__What is needed__:
Write out the records word for word, everything from the line containing "fog light shown in this photo." down to the last line of the records, with both ends included.

__Records pointing to named objects__:
==============================

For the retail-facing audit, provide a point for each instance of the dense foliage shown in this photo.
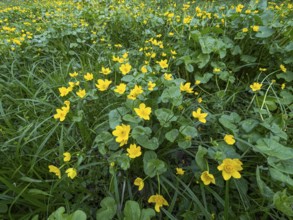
(146, 109)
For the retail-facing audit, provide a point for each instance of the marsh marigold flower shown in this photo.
(103, 85)
(255, 86)
(67, 157)
(163, 64)
(151, 86)
(122, 134)
(200, 116)
(168, 76)
(71, 173)
(158, 200)
(207, 178)
(55, 170)
(136, 91)
(120, 88)
(143, 112)
(144, 69)
(180, 171)
(139, 182)
(186, 88)
(105, 71)
(283, 68)
(255, 28)
(75, 74)
(88, 76)
(63, 91)
(229, 139)
(134, 151)
(61, 114)
(125, 68)
(230, 168)
(81, 93)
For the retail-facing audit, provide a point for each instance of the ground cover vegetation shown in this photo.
(146, 110)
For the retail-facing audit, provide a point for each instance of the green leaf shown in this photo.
(247, 58)
(131, 210)
(172, 135)
(165, 116)
(264, 32)
(272, 148)
(284, 166)
(275, 129)
(131, 119)
(108, 209)
(230, 121)
(154, 167)
(172, 94)
(202, 60)
(263, 188)
(205, 78)
(279, 176)
(199, 157)
(77, 215)
(188, 131)
(283, 203)
(184, 144)
(249, 124)
(115, 116)
(147, 214)
(151, 144)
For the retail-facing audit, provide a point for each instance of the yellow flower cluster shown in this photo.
(71, 172)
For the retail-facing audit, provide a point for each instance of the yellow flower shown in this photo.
(230, 168)
(60, 114)
(103, 84)
(244, 30)
(120, 88)
(151, 86)
(55, 170)
(143, 111)
(262, 69)
(88, 76)
(255, 28)
(283, 86)
(122, 134)
(67, 157)
(139, 182)
(125, 68)
(136, 91)
(186, 88)
(168, 76)
(163, 64)
(143, 69)
(216, 70)
(63, 91)
(239, 8)
(200, 116)
(105, 71)
(180, 171)
(134, 151)
(255, 86)
(71, 173)
(283, 68)
(158, 200)
(81, 93)
(229, 139)
(207, 178)
(75, 74)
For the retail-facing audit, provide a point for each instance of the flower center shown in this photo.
(229, 168)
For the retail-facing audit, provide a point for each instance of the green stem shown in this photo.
(226, 210)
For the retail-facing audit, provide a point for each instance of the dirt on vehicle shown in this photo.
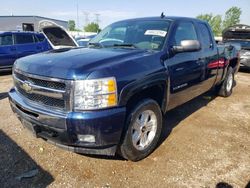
(205, 143)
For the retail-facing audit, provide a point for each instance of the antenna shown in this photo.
(162, 15)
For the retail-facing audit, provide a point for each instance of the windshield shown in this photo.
(142, 34)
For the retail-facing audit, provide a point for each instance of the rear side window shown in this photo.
(185, 31)
(40, 37)
(205, 36)
(6, 40)
(24, 39)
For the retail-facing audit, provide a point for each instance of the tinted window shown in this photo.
(6, 40)
(24, 39)
(40, 37)
(205, 36)
(185, 31)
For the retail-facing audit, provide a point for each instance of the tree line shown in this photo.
(91, 27)
(217, 22)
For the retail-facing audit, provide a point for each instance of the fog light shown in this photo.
(86, 138)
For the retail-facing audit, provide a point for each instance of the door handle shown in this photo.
(179, 69)
(13, 48)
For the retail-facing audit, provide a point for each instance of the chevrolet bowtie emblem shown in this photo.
(26, 86)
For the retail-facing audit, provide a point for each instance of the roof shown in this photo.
(170, 18)
(11, 32)
(33, 16)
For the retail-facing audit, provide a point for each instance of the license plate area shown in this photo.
(31, 127)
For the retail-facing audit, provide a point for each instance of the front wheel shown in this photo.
(226, 88)
(144, 125)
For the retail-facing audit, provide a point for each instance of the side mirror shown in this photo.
(187, 46)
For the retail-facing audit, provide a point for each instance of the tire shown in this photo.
(144, 125)
(226, 88)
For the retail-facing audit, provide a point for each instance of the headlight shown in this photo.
(95, 94)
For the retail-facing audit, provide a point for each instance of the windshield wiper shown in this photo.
(96, 44)
(126, 45)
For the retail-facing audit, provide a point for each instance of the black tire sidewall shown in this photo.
(230, 71)
(128, 150)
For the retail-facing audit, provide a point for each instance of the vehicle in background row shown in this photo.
(15, 44)
(57, 35)
(111, 97)
(239, 34)
(83, 42)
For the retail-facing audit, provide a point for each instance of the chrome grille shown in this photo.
(43, 83)
(41, 91)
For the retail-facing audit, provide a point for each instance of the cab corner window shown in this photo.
(185, 31)
(6, 40)
(24, 39)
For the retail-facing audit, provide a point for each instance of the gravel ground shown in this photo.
(206, 143)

==============================

__Expected output__:
For the retail-facing audit, provide a point for each instance of the fog light shown in this photo.
(86, 138)
For the retail-facing audit, provide a point for each instance of the door handle shown in this photo.
(179, 69)
(13, 48)
For the retail-facing audit, provide a point for each instance of the chevrolet bowtie emblem shown in this photo.
(26, 86)
For the retail-facing audit, provide a point for each instance of the roof shown in this photo.
(170, 18)
(11, 32)
(33, 16)
For the retail-facing audit, provide a point for each instance of the license plate area shown in this photo.
(31, 127)
For the retail-facing audit, provide a point for each instance of the front wheel shown in this photo.
(226, 88)
(144, 125)
For the retail-facing audit, provide a point for each instance of the side mirror shown in this photo.
(187, 46)
For the retail-facing audit, provide a point for each instance of the tire shown in this photo.
(144, 125)
(226, 88)
For the retail-facing audit, provide a point for each instance of the headlight shown in this photo.
(95, 94)
For the retail-facing audit, provide a point for each instance of the windshield wiper shown in this photo.
(96, 44)
(126, 45)
For the retail-facing audit, provide a point for each instance of the black tire sidewall shown in this photo.
(230, 71)
(128, 150)
For the retail-facing audit, provide a point for each instance of the vehicle in background row shown in this photo.
(15, 44)
(57, 35)
(111, 97)
(239, 34)
(83, 42)
For the retail-facing audit, provide a point for each instance of the chrome grille shown in this photo.
(43, 83)
(41, 91)
For the retail-facing audit, provide a point for each instance of the cab corner window shown in this photo.
(185, 31)
(6, 40)
(24, 39)
For the retail-facing audit, provide a point for each instance of the gravel ground shown in this photo.
(206, 143)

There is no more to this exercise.